* _MATERIAL PROVIDED_:
***

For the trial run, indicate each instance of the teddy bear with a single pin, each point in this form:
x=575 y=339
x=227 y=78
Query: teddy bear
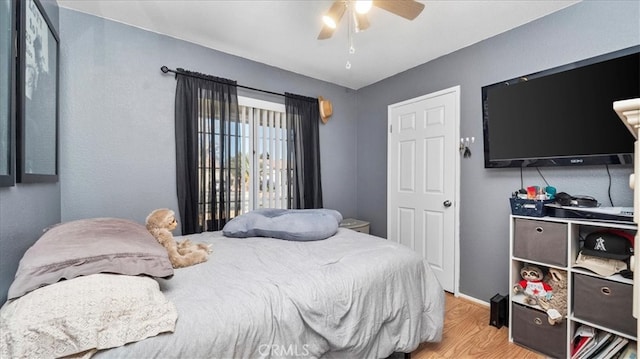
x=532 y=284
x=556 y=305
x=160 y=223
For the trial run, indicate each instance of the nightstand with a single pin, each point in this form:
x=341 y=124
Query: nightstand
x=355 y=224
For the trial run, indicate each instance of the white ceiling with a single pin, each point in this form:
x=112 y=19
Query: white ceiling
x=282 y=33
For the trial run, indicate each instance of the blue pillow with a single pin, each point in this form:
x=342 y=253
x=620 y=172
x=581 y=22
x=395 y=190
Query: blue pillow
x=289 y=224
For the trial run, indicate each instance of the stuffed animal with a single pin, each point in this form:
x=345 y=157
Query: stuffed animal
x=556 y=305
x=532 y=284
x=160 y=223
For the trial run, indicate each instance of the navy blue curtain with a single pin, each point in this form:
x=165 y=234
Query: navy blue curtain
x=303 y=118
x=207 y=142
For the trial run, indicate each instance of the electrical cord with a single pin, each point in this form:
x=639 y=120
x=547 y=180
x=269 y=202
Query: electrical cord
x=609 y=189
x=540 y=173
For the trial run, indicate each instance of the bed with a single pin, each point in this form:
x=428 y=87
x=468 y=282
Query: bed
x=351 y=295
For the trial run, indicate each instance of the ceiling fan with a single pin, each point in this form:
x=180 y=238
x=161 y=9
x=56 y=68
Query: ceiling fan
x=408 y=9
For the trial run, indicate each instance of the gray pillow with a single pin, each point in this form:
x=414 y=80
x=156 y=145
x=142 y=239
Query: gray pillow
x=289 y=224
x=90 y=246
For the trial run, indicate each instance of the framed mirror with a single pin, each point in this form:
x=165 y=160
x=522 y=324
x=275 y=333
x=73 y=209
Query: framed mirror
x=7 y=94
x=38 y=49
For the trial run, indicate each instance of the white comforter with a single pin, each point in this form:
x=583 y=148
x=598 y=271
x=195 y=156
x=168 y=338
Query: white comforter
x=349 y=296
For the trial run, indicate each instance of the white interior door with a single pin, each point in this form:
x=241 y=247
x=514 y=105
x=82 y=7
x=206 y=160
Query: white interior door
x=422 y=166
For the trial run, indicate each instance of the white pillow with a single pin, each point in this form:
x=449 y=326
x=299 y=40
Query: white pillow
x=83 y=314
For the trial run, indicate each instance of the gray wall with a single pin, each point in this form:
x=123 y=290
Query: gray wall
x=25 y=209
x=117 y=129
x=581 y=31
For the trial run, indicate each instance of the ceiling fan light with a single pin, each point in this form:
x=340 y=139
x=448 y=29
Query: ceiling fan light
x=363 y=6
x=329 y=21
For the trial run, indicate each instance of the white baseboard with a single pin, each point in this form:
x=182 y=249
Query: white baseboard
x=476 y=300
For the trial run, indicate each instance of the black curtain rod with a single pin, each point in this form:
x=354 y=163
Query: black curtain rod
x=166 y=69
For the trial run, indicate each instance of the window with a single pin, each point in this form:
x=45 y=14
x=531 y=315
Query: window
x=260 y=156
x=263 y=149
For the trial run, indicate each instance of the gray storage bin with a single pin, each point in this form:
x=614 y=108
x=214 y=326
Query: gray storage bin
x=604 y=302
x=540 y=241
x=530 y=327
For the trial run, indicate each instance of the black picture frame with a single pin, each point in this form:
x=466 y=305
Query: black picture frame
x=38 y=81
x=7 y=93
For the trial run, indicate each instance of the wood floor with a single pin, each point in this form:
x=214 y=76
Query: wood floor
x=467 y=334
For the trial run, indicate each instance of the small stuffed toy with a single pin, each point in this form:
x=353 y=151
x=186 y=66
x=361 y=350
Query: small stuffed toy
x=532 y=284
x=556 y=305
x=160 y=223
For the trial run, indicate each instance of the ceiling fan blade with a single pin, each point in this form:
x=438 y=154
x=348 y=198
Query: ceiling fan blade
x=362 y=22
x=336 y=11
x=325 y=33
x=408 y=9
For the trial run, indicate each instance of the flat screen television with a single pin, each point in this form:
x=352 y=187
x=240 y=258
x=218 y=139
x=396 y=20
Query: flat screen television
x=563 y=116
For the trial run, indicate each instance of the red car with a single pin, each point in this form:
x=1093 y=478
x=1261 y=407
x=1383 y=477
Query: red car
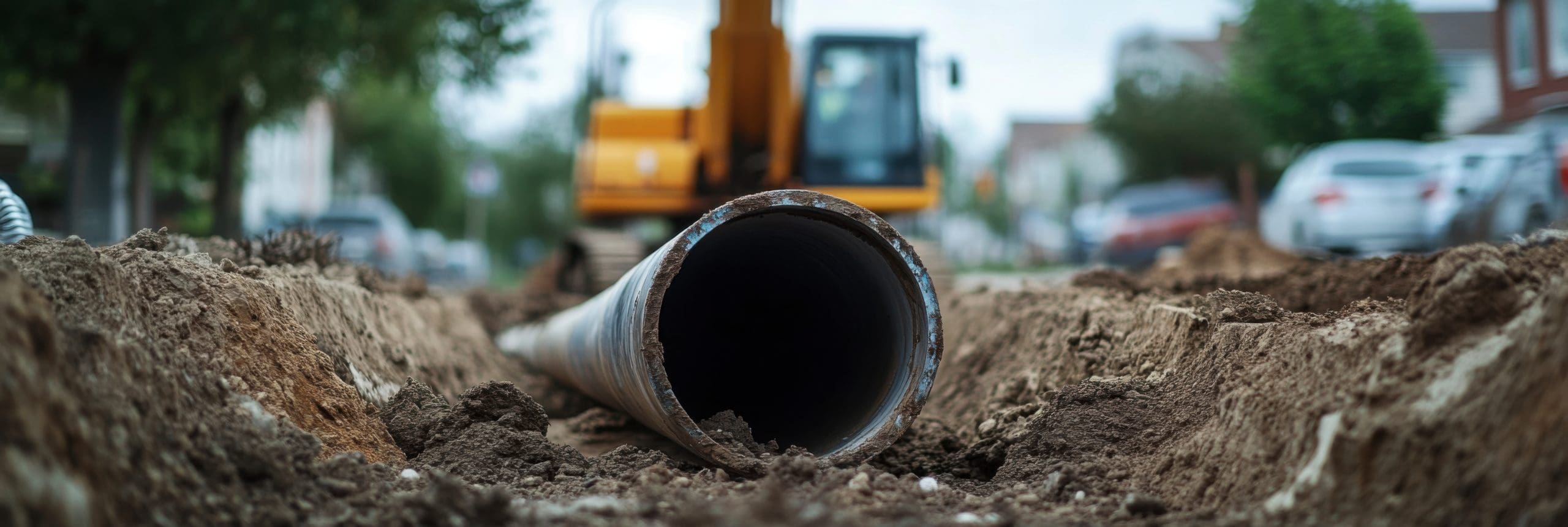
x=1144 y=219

***

* _REQUIRED WORK_: Rewrite the listing above with "trial run" replaced by "practice round" throughout and every other part left unchanged. Leave the pictures out of your answer.

* _RIGHT ANSWER_:
For the practice round, indicate each instance of the teddy bear with a single pin, each point in this form:
x=575 y=339
x=227 y=78
Query: teddy bear
x=532 y=284
x=556 y=305
x=160 y=223
For the practice round, indicate each instance of the nightstand with a single pin, each point in this form:
x=341 y=124
Query: nightstand
x=355 y=224
For the practice round, indicate each instance of the white ceiling with a single pin, each point in this form:
x=112 y=19
Query: white ceiling
x=282 y=33
For the practice round, indicate each instance of the blue pillow with a single pin, each point in this form:
x=342 y=253
x=620 y=172
x=581 y=22
x=395 y=190
Query: blue pillow
x=289 y=224
For the practice round, indicate each instance of the stuffed animal with a single pin, each point in this form:
x=345 y=157
Query: stuffed animal
x=556 y=305
x=532 y=284
x=160 y=223
For the practice round, indicate each instance of the navy blue curtain with a single pin, each point in this form:
x=165 y=234
Query: navy blue curtain
x=303 y=118
x=207 y=142
For the practice round, indicate each instance of the electrical cord with a single pin, each point in this form:
x=639 y=120
x=547 y=180
x=269 y=202
Query: electrical cord
x=609 y=189
x=540 y=173
For the practice round, indicate each instance of the bed with a single pin, each point in this form:
x=428 y=87
x=468 y=282
Query: bed
x=351 y=295
For the practice round, indicate each instance of the ceiling fan with a single pin, each point in this form:
x=180 y=238
x=161 y=9
x=56 y=68
Query: ceiling fan
x=408 y=9
For the practice round, indicate each instance of the gray pillow with a single pin, each point in this form:
x=414 y=80
x=156 y=145
x=142 y=239
Query: gray pillow
x=289 y=224
x=90 y=246
For the practice round, indicate each instance of the framed mirror with a single pin, each point in this form:
x=165 y=160
x=522 y=324
x=275 y=333
x=73 y=209
Query: framed mirror
x=7 y=94
x=38 y=49
For the practice round, indicate each instance of the white comforter with a single pin, each point in this form:
x=583 y=148
x=598 y=271
x=195 y=156
x=168 y=338
Query: white comforter
x=349 y=296
For the practice round, indicate each instance of the white interior door with a single pin, each point in this form:
x=241 y=247
x=514 y=105
x=82 y=7
x=206 y=160
Query: white interior door
x=422 y=166
For the practice round, indicate each instance of the white pillow with a single pin, each point in this form:
x=449 y=326
x=299 y=40
Query: white pillow
x=83 y=314
For the practice round, indicate each instance of the gray wall with a single pin, each point in this form:
x=123 y=290
Query: gray wall
x=25 y=209
x=117 y=129
x=581 y=31
For the practice round, indicate each instance of the ceiling fan light with a single pin, each point in this form:
x=340 y=139
x=448 y=29
Query: ceiling fan light
x=363 y=6
x=329 y=21
For the practice round, indicate each instance of the white baseboard with a single pin, each point in this form:
x=182 y=249
Query: white baseboard
x=476 y=300
For the practice round, indicate each instance of the black curtain rod with a single pin, each point in this form:
x=354 y=163
Query: black curtain rod
x=166 y=69
For the practice round, indicate each instance of the window with a single pin, each point in this form:
x=45 y=14
x=531 y=315
Query: window
x=260 y=156
x=263 y=149
For the practice round, indicate each instance of the gray storage bin with a single pin, each point in this form:
x=614 y=108
x=214 y=326
Query: gray storage bin
x=604 y=302
x=540 y=241
x=530 y=327
For the practice round, indicate each instance of the black picture frame with a single pin, each point in this form:
x=466 y=305
Query: black picture frame
x=38 y=81
x=7 y=93
For the practice round, indicate each instance of the wood floor with a single pin, each point in this form:
x=214 y=76
Query: wood floor
x=467 y=334
For the practice round, indicate each instance of the small stuffed toy with a single pin, each point in this form:
x=353 y=151
x=186 y=66
x=361 y=350
Query: small stuffed toy
x=532 y=284
x=556 y=305
x=160 y=223
For the practice round, indicate each instance of the ceiling fan blade with a single pin, each point in this form:
x=438 y=154
x=348 y=198
Query: ceiling fan blade
x=362 y=22
x=336 y=11
x=325 y=33
x=408 y=9
For the practice round, indicate each instance of the flat screen television with a single pin, each point in this form:
x=352 y=187
x=240 y=258
x=218 y=139
x=396 y=20
Query: flat screen television
x=563 y=116
For the practice round, indicate each instance of the red car with a single pin, each point in this form:
x=1093 y=478
x=1261 y=407
x=1383 y=477
Query: red car
x=1144 y=219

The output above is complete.